Associated signatures
The TOP2A p.K743N mutation also appears to be responsible for some instances of ID8.
Replication timing
Normalised mutational densities from early to late replicating regions in the human genome are shown with respect to real somatic mutations and simulated mutations. The dashed line reflects the behaviour of simulated mutations, whereas the bars represent the behaviour for real somatic mutations.
Nucleosome occupancy
Average nucleosome signal along a 2 kilobase window centred at the somatic mutation (dashed vertical line). The solid blue line shows the average nucleosome signal for real mutations, whereas the dashed line shows the average nucleosome signal for simulated somatic mutations. A higher signal reflects a higher propensity for nucleosome occupancy.
CTCF occupancy
CCCTC-binding factor (CTCF) is a multi-functional, sequence-specific transcription factor encoded by the CTCF gene. It can function as a transcriptional activator, a repressor, or an insulator protein by blocking the communication between enhancers and promoters.
This plot shows the average CTCF signal along a 2 kilobase window centered at the somatic mutation (dashed vertical line). The blue solid line shows the average CTCF signal for real mutations, whereas the dashed line shows the average CTCF signal for simulated mutations. A higher signal reflects a higher propensity for CTCF binding.
Histone modifications
This plot shows the associations between mutational signatures and histone marks. Pie charts display the number of cancer types that are either enriched, depleted, or have no statistical effect for a given mutational signature and a specific histone mark. Differential changes are calculated by statistically comparing the of average signals between real and simulated mutations using a 100 base window centered at the somatic mutation. Enrichments reflect at least 5% statistically significant increases in real signal when compared to simulated signal. Depletions reflect at least 5% statistically significant decreases in real signal when compared to simulated signal. Statistical significance is determined based on false-discovery rate corrected p-value below 0.05.

◆ Extracted information
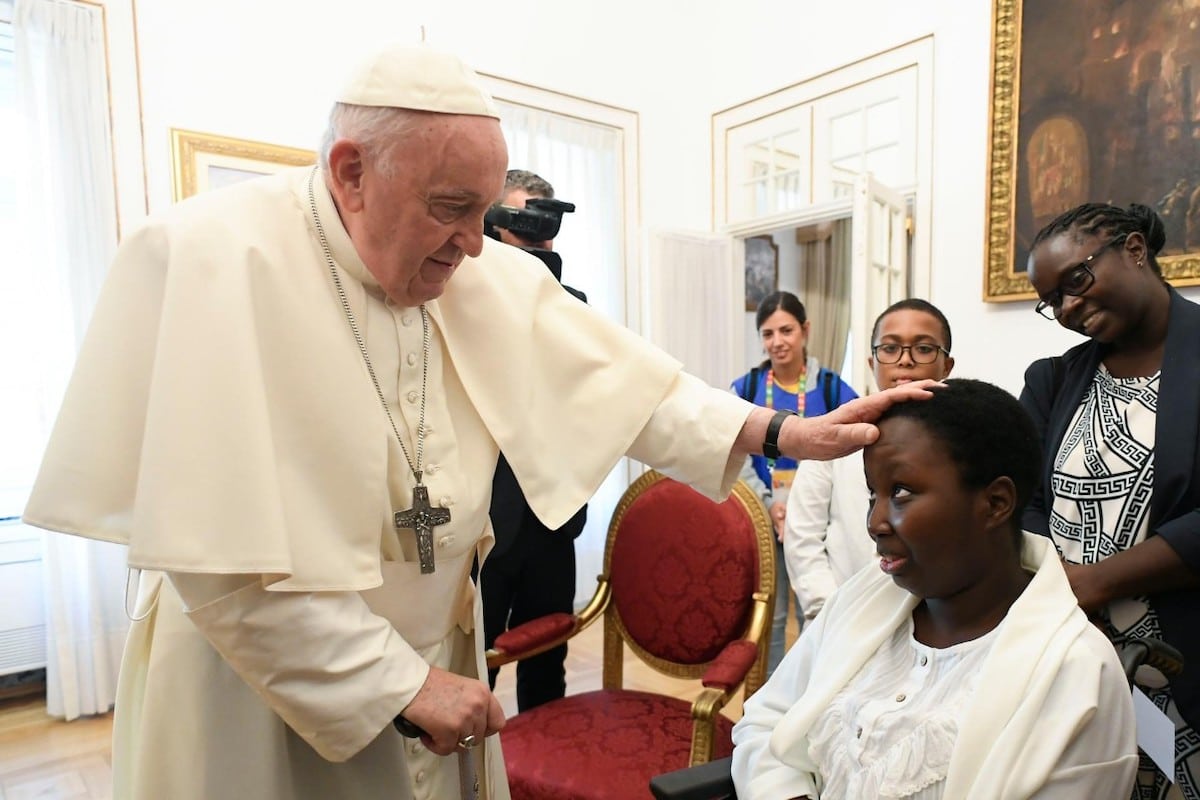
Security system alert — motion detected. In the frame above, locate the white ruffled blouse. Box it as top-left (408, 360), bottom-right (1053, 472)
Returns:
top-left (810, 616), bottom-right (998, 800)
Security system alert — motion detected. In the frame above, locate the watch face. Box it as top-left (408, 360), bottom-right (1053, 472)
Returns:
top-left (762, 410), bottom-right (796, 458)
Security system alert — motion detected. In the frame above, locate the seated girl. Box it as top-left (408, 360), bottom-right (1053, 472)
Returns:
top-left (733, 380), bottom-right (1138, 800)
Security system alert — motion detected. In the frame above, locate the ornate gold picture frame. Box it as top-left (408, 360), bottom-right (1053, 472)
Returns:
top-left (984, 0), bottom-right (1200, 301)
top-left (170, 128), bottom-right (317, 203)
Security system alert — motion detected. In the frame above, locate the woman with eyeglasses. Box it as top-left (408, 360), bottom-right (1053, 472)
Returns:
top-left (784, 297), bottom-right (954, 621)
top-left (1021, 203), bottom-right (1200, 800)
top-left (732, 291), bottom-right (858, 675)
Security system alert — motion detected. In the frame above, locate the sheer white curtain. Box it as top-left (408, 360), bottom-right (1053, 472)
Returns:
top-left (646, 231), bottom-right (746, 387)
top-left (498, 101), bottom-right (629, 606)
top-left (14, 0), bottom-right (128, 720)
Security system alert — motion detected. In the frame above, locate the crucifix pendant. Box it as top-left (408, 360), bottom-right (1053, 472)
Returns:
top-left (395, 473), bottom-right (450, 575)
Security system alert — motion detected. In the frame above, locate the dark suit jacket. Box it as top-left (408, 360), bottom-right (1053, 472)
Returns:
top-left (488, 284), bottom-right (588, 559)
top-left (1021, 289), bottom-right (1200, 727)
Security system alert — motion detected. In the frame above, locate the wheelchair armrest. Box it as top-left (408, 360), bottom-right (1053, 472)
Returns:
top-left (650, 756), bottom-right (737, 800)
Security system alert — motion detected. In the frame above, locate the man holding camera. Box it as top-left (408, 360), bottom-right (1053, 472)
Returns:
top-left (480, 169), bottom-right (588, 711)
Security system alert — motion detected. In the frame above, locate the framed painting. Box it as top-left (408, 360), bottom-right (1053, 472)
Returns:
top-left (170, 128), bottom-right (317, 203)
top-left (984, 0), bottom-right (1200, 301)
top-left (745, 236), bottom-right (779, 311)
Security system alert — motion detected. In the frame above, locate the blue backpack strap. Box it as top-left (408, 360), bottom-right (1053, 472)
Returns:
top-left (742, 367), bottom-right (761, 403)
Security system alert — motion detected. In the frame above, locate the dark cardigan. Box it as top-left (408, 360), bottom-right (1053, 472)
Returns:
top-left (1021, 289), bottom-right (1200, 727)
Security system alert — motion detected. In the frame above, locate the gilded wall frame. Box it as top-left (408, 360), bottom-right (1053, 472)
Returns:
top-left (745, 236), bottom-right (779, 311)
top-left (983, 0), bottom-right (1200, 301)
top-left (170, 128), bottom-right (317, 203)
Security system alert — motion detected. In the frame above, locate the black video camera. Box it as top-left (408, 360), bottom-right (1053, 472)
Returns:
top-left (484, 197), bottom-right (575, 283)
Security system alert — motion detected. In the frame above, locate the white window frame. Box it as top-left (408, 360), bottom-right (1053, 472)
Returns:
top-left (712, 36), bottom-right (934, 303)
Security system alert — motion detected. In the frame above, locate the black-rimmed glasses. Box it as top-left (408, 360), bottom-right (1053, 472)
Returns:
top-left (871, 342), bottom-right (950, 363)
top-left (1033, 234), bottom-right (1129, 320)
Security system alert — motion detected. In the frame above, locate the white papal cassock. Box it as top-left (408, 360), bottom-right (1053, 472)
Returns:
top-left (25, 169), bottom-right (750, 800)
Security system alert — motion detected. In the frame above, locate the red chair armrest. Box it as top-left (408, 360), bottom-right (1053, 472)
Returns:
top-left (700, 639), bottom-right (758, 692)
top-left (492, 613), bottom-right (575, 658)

◆ What you need to do
1. Write out, word for word, the part of the mutational signature text that opens with the words containing "Associated signatures" and closes with "real somatic mutations.".
2. Resume the mutational signature text, writing on from the point after its last sentence.
The data can be left aside entirely.

◆ Results for the exercise
1.
Associated signatures
The TOP2A p.K743N mutation also appears to be responsible for some instances of ID8.
Replication timing
Normalised mutational densities from early to late replicating regions in the human genome are shown with respect to real somatic mutations and simulated mutations. The dashed line reflects the behaviour of simulated mutations, whereas the bars represent the behaviour for real somatic mutations.

2.
(i) H2AFZ, a replication-independent member of the histone H2A family that renders chromatin accessible at enhancers and promoters and regulates transcriptional activation and repression; (ii) H3K4me1, histone mark often associated with enhancer activity; (iii) H3K4me2, a histone post-translational modification enriched in cis-regulatory regions, including both enhancers and promoters; (iv) H3K4me3, post-translational modification enriched in active promoters near transcription start sites; (v) H3K9ac, associated with active gene promoters and active transcription; (vi) H3K9me3, typical mark of constitutive heterochromatin; (vii) H3K27ac, histone modification generally contained at nucleosomes flanking enhancers; (viii) H3K27me3, repressive, associated with silent genes; (ix) H3K36me3, associated with transcribed regions and playing a role in regulating DNA damage repair; (x) H3K79me2, detected in the transcribed regions of active genes; and (xi) H4K20me1, found in gene promoters and associated with gene transcriptional elongation and transcription activation.
Transcriptional strand asymmetry
Topography analysis could not be performed for transcriptional strand asymmetry as the number of mutations satisfying our constraints was insufficient or this signature was not yet analysed.
Genic and intergenic regions
Topography analysis could not be performed for genic and intergenic region asymmetry as the number of mutations satisfying our constraints was insufficient or this signature was not yet analysed.
Replicational strand asymmetry
Topography analysis could not be performed for replicational strand asymmetry as the number of mutations satisfying our constraints was insufficient or this signature was not yet analysed.